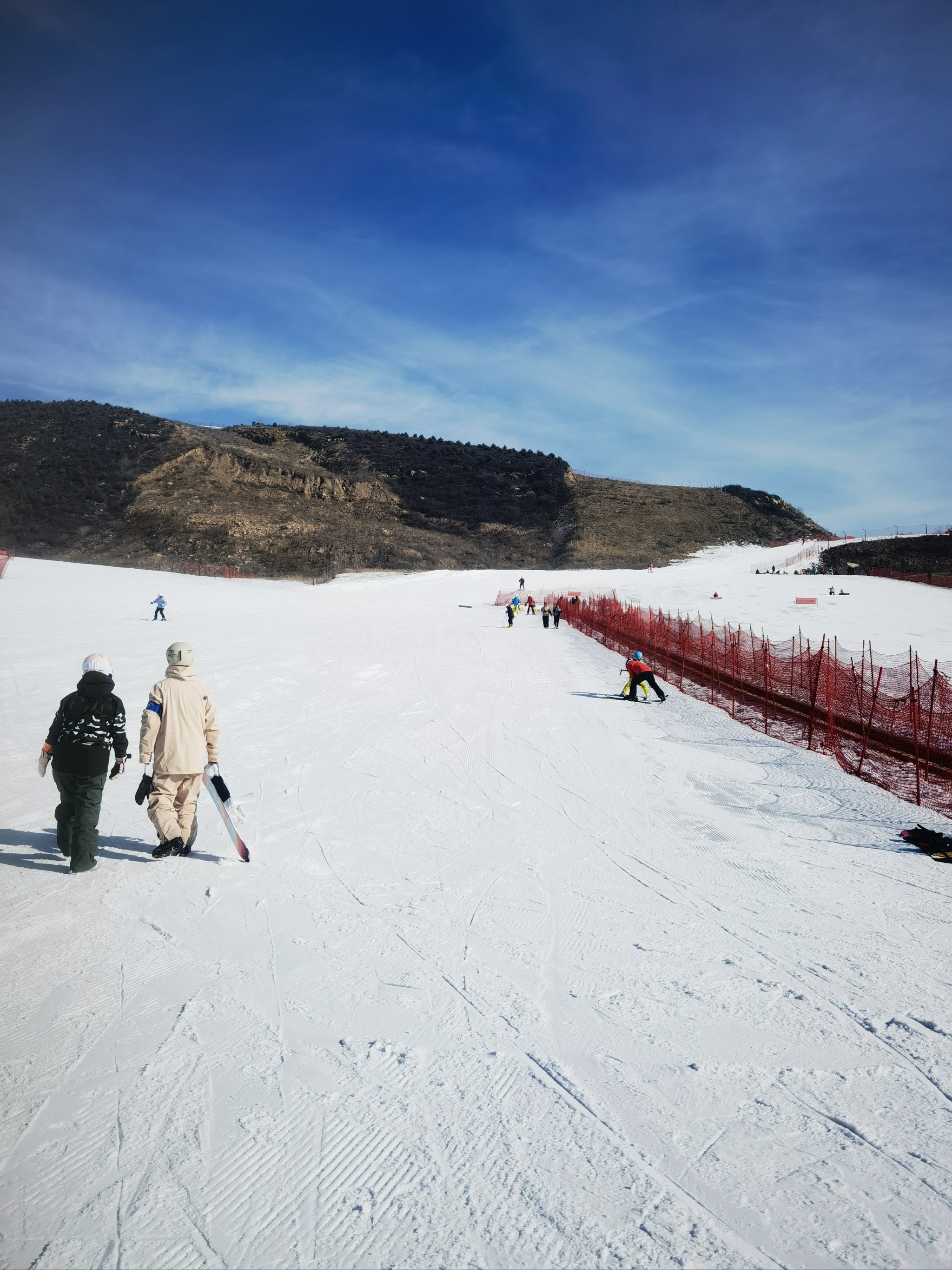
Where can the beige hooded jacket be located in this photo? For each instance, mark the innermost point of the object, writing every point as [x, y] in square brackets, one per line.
[179, 725]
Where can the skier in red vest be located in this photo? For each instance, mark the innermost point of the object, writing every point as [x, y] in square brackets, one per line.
[640, 672]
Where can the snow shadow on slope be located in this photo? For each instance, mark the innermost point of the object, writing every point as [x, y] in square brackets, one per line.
[45, 843]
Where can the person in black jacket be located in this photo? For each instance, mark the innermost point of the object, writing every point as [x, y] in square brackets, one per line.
[88, 725]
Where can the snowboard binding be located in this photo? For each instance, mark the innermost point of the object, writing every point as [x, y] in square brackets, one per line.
[930, 841]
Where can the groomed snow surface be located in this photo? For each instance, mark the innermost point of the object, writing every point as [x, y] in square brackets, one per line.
[520, 975]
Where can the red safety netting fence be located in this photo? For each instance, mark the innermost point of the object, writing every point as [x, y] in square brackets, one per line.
[930, 579]
[886, 719]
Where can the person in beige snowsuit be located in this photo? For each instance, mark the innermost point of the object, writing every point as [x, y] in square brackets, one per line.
[179, 736]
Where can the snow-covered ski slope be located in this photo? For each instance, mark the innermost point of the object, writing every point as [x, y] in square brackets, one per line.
[520, 975]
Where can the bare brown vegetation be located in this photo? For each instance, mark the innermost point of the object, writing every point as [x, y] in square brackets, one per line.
[87, 482]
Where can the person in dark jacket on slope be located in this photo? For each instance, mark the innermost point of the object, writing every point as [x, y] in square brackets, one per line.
[88, 725]
[640, 672]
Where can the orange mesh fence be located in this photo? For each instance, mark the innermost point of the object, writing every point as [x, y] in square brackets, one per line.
[885, 719]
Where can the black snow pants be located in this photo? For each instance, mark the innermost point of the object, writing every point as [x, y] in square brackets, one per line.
[652, 682]
[78, 818]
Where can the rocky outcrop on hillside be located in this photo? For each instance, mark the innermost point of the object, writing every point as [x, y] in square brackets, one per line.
[926, 554]
[87, 482]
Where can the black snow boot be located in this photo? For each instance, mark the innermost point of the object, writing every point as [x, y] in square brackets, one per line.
[172, 847]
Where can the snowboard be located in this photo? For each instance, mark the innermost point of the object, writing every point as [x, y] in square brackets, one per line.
[224, 813]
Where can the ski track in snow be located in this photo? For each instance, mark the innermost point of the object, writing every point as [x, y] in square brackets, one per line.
[517, 976]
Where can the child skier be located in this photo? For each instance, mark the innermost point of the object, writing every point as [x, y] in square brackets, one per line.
[179, 734]
[88, 723]
[640, 672]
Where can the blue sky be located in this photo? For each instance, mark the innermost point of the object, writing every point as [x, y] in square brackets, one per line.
[691, 243]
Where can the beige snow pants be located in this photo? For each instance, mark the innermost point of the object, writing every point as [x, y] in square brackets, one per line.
[172, 805]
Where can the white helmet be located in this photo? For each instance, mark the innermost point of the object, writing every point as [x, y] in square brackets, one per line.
[179, 654]
[98, 662]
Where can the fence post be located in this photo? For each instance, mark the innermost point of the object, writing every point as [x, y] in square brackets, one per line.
[814, 686]
[866, 731]
[914, 708]
[932, 703]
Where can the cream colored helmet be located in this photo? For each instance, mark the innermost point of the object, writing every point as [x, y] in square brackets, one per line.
[179, 654]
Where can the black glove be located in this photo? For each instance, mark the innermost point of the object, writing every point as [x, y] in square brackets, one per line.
[221, 789]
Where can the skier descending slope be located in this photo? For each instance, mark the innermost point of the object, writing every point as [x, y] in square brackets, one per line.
[179, 736]
[87, 725]
[640, 672]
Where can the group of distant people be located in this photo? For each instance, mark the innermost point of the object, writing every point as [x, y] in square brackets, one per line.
[516, 606]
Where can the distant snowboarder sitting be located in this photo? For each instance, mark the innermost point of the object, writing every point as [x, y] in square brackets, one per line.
[88, 723]
[179, 736]
[640, 672]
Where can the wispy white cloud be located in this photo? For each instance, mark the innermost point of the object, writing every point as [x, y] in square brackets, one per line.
[611, 339]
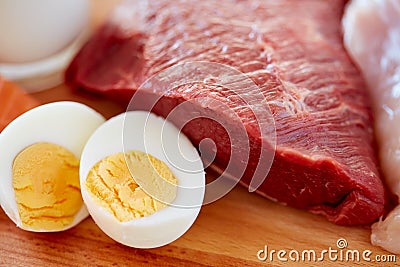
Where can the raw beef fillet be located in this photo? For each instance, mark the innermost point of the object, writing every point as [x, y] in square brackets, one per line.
[324, 159]
[372, 37]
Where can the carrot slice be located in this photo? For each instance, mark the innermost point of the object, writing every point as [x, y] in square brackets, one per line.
[13, 102]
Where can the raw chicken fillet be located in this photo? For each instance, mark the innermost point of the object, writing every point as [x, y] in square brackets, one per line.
[372, 37]
[324, 160]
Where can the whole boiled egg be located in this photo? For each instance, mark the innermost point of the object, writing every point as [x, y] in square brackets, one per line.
[39, 166]
[142, 180]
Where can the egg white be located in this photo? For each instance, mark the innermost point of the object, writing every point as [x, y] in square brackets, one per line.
[140, 130]
[68, 124]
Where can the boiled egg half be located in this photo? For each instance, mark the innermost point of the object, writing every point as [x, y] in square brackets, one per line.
[39, 166]
[142, 180]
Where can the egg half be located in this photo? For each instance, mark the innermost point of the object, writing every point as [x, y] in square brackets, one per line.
[28, 146]
[142, 133]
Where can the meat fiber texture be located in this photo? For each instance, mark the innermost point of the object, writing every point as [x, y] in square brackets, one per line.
[372, 37]
[324, 157]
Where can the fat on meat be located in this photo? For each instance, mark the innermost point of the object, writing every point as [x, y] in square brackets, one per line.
[372, 37]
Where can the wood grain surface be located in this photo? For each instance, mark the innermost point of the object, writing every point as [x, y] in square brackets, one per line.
[228, 232]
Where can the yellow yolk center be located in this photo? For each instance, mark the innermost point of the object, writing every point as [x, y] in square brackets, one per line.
[115, 183]
[46, 185]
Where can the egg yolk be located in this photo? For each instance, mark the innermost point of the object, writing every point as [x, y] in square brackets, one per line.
[114, 184]
[46, 185]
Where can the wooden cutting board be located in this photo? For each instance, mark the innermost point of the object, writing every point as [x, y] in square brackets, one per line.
[228, 232]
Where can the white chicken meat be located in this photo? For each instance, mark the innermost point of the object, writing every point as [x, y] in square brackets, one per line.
[372, 38]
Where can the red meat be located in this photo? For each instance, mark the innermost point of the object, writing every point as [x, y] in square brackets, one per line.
[324, 159]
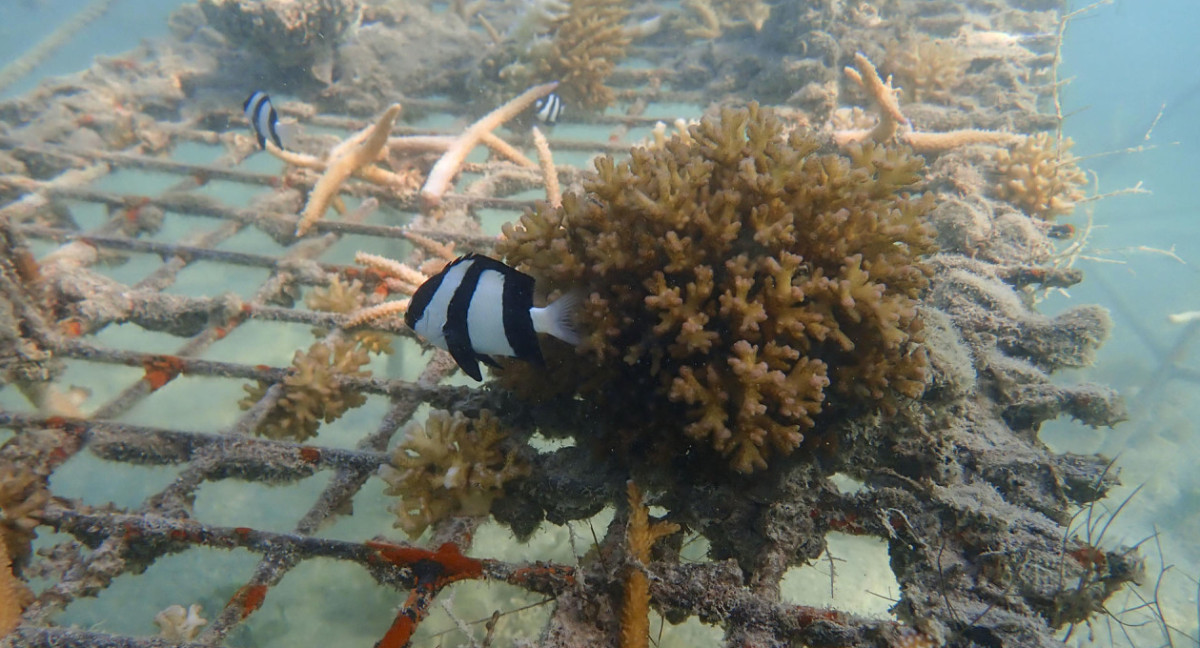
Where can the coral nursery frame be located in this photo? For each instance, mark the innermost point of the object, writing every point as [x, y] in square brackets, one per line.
[954, 587]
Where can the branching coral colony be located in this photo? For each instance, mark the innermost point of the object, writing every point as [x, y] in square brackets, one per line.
[737, 274]
[579, 48]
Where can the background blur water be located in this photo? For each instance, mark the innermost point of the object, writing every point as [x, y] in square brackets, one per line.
[1128, 61]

*Stated task*: Rewrite the records, requests included, starting at the line that contains "Where can the egg yolk" and ending at the last line of the records, with 115 added to every coordinate number in the answers. Leave the pictures out.

*Correct response*:
Where can the egg yolk be located in this photo? For each instance, mark the innermost point of the object, writing every point as [x, y] in square brackets, one per line.
[229, 299]
[161, 300]
Where can the wooden cutting board be located in this photo? For each instance, mark the innermost point of the object, writing every point as [x, y] in square brackets, one per line.
[343, 347]
Where can the white chicken meat be located in this photo? For each instance, mark the innermost point of the object, writing every point as [x, y] in square brackets, one per line.
[487, 153]
Where can the red meat be located in this photo? For each instance, mark the innermost point of the object, writing every point as [x, y] in square brackets, one per line.
[439, 274]
Where can the coral nursery frame be located in this photo? For each instance, mark the innermost point of the object, writing every point as [x, y] in square brackets, one per line.
[1069, 702]
Where can the branching coral colony be located in this photo? For each instance, mark the innermost point of the object, writing every point as [x, y] in square brackets, one per line.
[852, 389]
[694, 163]
Where can the background blur water be located in this photo? For each instance, mark the innermost point of the object, writing every point as [x, y] in square brackets, one per line.
[1243, 176]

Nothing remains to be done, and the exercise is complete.